*Location annotation dataset excerpts*
------------------------------------

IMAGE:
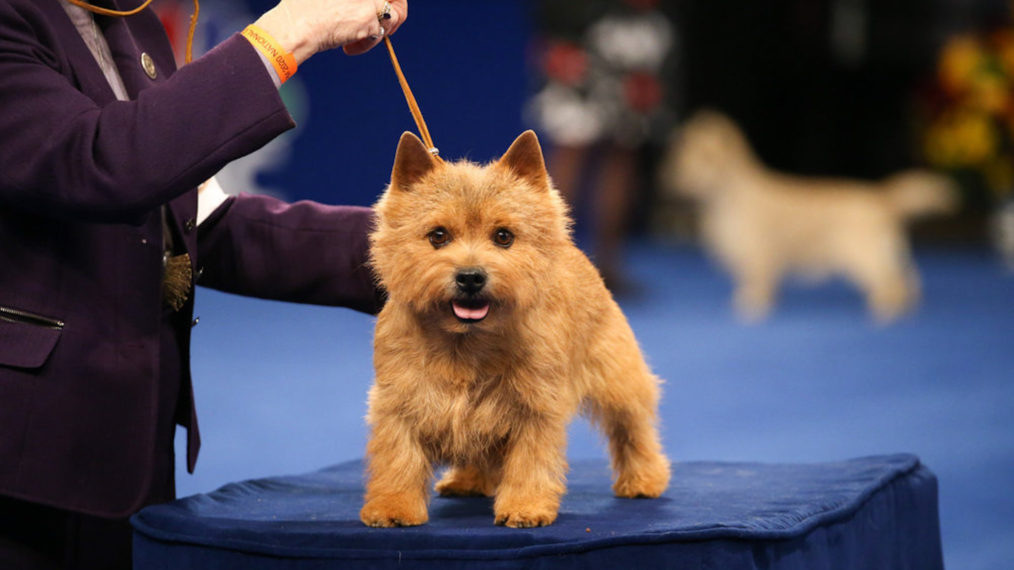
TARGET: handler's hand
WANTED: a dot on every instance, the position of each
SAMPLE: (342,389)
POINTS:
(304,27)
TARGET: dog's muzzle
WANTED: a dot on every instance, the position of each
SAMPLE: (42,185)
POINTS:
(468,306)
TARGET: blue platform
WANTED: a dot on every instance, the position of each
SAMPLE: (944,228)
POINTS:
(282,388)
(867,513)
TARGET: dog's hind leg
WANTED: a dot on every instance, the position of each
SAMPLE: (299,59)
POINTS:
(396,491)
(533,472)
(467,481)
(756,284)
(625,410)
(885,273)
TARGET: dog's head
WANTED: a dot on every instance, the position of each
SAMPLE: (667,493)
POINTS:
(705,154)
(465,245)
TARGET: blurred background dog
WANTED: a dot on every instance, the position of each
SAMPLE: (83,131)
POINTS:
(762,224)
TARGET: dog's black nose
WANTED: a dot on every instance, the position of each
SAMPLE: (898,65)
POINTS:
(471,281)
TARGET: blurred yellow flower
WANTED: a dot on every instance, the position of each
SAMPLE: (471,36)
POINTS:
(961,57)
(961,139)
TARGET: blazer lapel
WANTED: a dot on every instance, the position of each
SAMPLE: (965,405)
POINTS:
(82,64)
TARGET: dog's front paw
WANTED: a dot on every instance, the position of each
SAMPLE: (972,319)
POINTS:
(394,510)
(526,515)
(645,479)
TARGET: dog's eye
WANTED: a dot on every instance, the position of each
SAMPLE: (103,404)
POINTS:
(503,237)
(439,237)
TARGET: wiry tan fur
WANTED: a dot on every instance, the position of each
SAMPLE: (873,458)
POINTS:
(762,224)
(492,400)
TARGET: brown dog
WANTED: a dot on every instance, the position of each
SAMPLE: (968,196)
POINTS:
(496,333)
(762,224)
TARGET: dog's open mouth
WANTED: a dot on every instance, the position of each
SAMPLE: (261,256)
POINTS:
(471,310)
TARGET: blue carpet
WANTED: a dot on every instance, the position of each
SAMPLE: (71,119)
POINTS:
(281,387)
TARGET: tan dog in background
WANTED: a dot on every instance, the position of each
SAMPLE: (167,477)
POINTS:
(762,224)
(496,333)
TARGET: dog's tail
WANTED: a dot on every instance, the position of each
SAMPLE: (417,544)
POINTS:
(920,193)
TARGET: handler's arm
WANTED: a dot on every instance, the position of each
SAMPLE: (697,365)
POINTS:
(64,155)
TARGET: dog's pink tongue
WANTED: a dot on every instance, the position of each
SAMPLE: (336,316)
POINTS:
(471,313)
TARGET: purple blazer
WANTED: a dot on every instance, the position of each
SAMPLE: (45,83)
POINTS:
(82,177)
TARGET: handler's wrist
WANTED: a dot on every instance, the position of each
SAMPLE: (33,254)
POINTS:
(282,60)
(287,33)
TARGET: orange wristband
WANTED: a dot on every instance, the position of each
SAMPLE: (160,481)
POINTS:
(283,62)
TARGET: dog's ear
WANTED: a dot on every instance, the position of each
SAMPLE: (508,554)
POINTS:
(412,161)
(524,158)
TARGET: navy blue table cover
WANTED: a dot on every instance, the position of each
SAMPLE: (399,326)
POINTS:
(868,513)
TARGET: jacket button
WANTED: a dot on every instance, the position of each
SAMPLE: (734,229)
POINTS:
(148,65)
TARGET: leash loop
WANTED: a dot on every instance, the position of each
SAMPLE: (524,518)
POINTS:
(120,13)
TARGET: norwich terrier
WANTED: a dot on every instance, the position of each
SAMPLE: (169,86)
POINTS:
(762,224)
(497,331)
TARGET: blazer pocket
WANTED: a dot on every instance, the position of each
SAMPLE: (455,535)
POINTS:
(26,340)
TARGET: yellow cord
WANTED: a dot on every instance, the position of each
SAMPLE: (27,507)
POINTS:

------------------------------------

*Directions for this task*
Give every record again exactly, apart from the pictures, which stay out.

*Solution for this task*
IMAGE:
TARGET: handler's hand
WANTED: a dot on every instance, the position of each
SAMPLE: (342,389)
POINTS:
(304,27)
TARGET: dog's muzzle
WANTED: a dot on every instance, the position of each
SAMPLE: (42,185)
POINTS:
(468,306)
TARGET: blue platform
WANTED: a dot on every instance, the position of each
SAMPLE: (944,228)
POINTS:
(282,388)
(867,513)
TARGET: dog's hind leg
WANTED: a dot on every instance, the position of each
SAMPLE: (299,59)
POINTS:
(396,491)
(533,472)
(467,481)
(756,284)
(625,410)
(885,273)
TARGET: dog's head
WANTED: a dot on every instance, the position of each
SAMPLE: (667,493)
POINTS:
(705,154)
(465,245)
TARGET: blurred background dog
WANTED: a dot on every instance, the position of each
SAMPLE: (83,131)
POINTS:
(762,224)
TARGET: dog's black nose
WANTED: a dot on every instance, the position of each
SAMPLE: (898,65)
POINTS:
(471,281)
TARGET: blurred yellow flower
WANTED: a dot on every instance, the position of each
SAMPLE: (471,36)
POINTS:
(961,57)
(961,139)
TARGET: blazer lapel
WANTED: a dot on every instance, the position of each
SAMPLE: (965,405)
POINTS:
(82,64)
TARGET: dog's front paw
WANTED: a dot on every instance, the position of each
SAMPLE: (972,319)
POINTS:
(394,510)
(526,515)
(645,479)
TARGET: dog's eye
WANTED: a dot on every instance, the position of each
SAMPLE: (103,404)
POINTS:
(503,237)
(439,237)
TARGET: wiry tan fur
WANTED: a dot on every instance, the position of each
SAMPLE: (873,458)
POINTS:
(762,224)
(492,400)
TARGET: brown dog
WANTED: a dot on every instance, the position of each
SAMPLE: (968,196)
POINTS:
(496,333)
(762,224)
TARGET: dog's open mouth
WANTED: a dot on every instance, the position of each
SAMPLE: (261,256)
POINTS:
(471,310)
TARGET: blue carpet
WANTED: a dot on every instance, the position of each
SAMPLE: (71,119)
POINTS:
(281,387)
TARGET: tan dog in background
WANTED: a dot on every instance, the position of each
SAMPLE: (167,477)
POINTS:
(762,224)
(496,333)
TARGET: dog's tail
WANTED: a dot on every instance, the position of each
SAMPLE: (417,544)
POINTS:
(920,193)
TARGET: handler's arm
WANTED: a dot on every instance, the position of each
SAMPLE: (697,365)
POINTS:
(64,155)
TARGET: dog's pink tongue
WANTED: a dot on every instance, the position of each
SAMPLE: (336,316)
POINTS:
(471,313)
TARGET: purple blazer
WANTED: a dot on every instance, the position of each
SAMPLE: (45,83)
POINTS:
(82,177)
TARGET: handler's wrist
WANTED: a dot on every instance, the position of each
SAMPLE: (33,254)
POINTS:
(282,60)
(287,33)
TARGET: orange wristband
WANTED: a dot on every instance, the position of each
SAMPLE: (160,481)
POINTS:
(283,62)
TARGET: dog's ear
WANTED: a dot on every instance, the position of each
SAMPLE: (508,554)
POINTS:
(412,161)
(524,158)
TARGET: navy blue table cover
WANTED: a dot on every instance, the position of each
SAMPLE: (399,326)
POINTS:
(868,513)
TARGET: jacket button
WANTED: a dot on every instance, the position of each
SAMPLE: (734,229)
POINTS:
(148,65)
TARGET: leash loop
WANTED: a dot on every instance, the position of each
SAMPLE: (524,518)
POINTS:
(120,13)
TARGET: norwich terrier
WANTED: a dot on every instance, the position of each
SAMPLE: (169,86)
POINTS:
(762,224)
(497,331)
TARGET: blazer pocket
WANTED: a dot on every instance, the position of each
SAMPLE: (455,535)
POINTS:
(26,340)
TARGET: yellow cord
WANTED: a dot on every instance, the position of each
SAMPLE: (27,507)
POINTS:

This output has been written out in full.